▶ **TASK ITEM**
Write out the records once more, exactly as given.

Records drawn from a dataset:
▶

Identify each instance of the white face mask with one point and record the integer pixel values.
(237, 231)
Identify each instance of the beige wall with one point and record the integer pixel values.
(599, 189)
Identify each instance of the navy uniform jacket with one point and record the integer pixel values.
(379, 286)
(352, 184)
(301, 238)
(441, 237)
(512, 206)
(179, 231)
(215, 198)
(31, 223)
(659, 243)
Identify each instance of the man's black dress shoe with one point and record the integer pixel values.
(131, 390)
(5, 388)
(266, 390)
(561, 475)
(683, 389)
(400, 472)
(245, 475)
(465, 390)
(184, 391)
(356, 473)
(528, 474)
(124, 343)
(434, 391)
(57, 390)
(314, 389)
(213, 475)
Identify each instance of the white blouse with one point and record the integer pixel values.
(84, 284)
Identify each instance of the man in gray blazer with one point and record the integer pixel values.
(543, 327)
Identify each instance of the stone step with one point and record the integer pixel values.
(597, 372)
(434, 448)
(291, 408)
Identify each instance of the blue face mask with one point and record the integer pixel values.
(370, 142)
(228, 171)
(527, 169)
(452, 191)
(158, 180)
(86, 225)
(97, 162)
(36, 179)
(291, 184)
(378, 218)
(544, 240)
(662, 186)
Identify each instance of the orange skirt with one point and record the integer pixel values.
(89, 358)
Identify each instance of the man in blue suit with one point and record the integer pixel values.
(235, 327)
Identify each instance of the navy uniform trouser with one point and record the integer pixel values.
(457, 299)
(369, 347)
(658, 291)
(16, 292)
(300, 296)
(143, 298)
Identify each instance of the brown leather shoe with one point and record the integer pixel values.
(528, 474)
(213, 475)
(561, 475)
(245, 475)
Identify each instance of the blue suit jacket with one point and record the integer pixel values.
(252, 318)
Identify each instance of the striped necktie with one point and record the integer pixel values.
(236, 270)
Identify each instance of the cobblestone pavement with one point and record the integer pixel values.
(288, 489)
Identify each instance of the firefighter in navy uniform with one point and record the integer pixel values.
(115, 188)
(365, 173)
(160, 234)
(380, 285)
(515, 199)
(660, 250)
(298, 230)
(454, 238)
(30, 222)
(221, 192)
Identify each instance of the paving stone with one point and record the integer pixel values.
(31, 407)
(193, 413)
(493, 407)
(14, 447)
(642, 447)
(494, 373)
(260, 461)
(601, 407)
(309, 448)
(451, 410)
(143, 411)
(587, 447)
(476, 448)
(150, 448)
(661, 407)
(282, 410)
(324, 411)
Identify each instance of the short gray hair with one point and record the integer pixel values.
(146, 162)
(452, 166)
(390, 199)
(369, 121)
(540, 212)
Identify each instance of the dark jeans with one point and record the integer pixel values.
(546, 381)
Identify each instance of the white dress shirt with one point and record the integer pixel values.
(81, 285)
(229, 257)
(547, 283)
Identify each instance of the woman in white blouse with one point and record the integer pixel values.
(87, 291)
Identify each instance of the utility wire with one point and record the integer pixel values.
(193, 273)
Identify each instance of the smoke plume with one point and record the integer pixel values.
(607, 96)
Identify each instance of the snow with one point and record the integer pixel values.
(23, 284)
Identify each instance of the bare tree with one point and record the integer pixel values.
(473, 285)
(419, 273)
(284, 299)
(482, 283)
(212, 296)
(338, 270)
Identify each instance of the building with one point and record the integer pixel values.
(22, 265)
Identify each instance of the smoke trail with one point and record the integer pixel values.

◀

▶ **EXERCISE RESPONSE**
Identify each instance of the white face mask with one point and record the integer pixel values.
(237, 231)
Identify each instance of the beige wall with one point and record the integer pixel values.
(599, 189)
Identify each instance of the navy uniform jacket with one point and record the integer pixel values.
(379, 286)
(352, 184)
(301, 238)
(441, 237)
(512, 206)
(179, 231)
(215, 198)
(31, 223)
(659, 243)
Identify each instance of the man's black dress shoe with one point and record the integer pixel values.
(131, 390)
(5, 388)
(266, 390)
(561, 475)
(683, 389)
(400, 472)
(245, 475)
(465, 390)
(184, 391)
(356, 473)
(528, 474)
(124, 343)
(434, 391)
(57, 390)
(314, 389)
(213, 475)
Identify each instance of the white blouse with one point and record the integer pixel values.
(84, 284)
Identify each instance of the man in gray blazer with one point and record the integer pixel values.
(543, 327)
Identify each instance of the stone step with one point and record the integer pixel values.
(597, 372)
(434, 448)
(291, 408)
Identify each instance of the blue face mask with one point and record the integer pixel values.
(370, 142)
(228, 171)
(527, 169)
(452, 191)
(158, 180)
(86, 225)
(97, 162)
(36, 179)
(291, 184)
(378, 218)
(544, 240)
(662, 186)
Identify each instance of the orange skirt with one point and record the integer pixel values.
(89, 358)
Identify each instance of the man in blue suit with one point and record the integer pixel values.
(235, 327)
Identify each instance of the navy uniform trouser with one point and record the integer pixel values.
(457, 299)
(369, 347)
(658, 291)
(16, 292)
(300, 296)
(143, 298)
Identify each instance of the brown leather shoe with one point and record the integer pixel values.
(528, 474)
(213, 475)
(561, 475)
(245, 475)
Identify each instance of the blue suit jacket with one point and record the integer pixel values.
(252, 318)
Identify each instance of the striped necktie with one point and record the integer pixel values.
(236, 270)
Identify each instance of the cobblestone pavement with one point and record the integer pixel values.
(288, 489)
Identify each instance of the firefighter in navy uniform with one point and record the integer pixel values.
(115, 188)
(365, 173)
(160, 234)
(380, 285)
(515, 199)
(660, 250)
(298, 230)
(454, 238)
(30, 222)
(221, 192)
Identify each instance of the paving stone with one point and record the integer pixel values.
(31, 407)
(193, 413)
(493, 407)
(14, 447)
(642, 447)
(494, 373)
(260, 461)
(601, 407)
(309, 448)
(451, 410)
(143, 411)
(587, 447)
(476, 448)
(150, 448)
(661, 407)
(282, 410)
(324, 411)
Identify each instance of the short gray hair with one point and record the integer pixel values.
(146, 162)
(452, 166)
(390, 199)
(369, 121)
(540, 212)
Identify each instance of the dark jeans with one point and record the integer pixel values.
(546, 381)
Identify each instance of the white dress shirt with one point and record the integer pixel values.
(81, 285)
(229, 257)
(547, 283)
Identify each instance of the woman in white blouse with one point and record the integer pixel values.
(87, 291)
Identify each instance of the utility wire with one point and record the integer pixel values.
(193, 273)
Identify each instance of the smoke plume with one point and record the integer pixel values.
(607, 96)
Identify each instance of the snow with one point and record the integer pixel values.
(23, 284)
Identify each instance of the bare tree with one point and record the integer pixel values.
(473, 285)
(419, 273)
(284, 299)
(482, 283)
(212, 296)
(338, 270)
Identify each instance of the building with one point and record the integer pixel values.
(22, 265)
Identify each instance of the smoke trail with one point and record the integer pixel values.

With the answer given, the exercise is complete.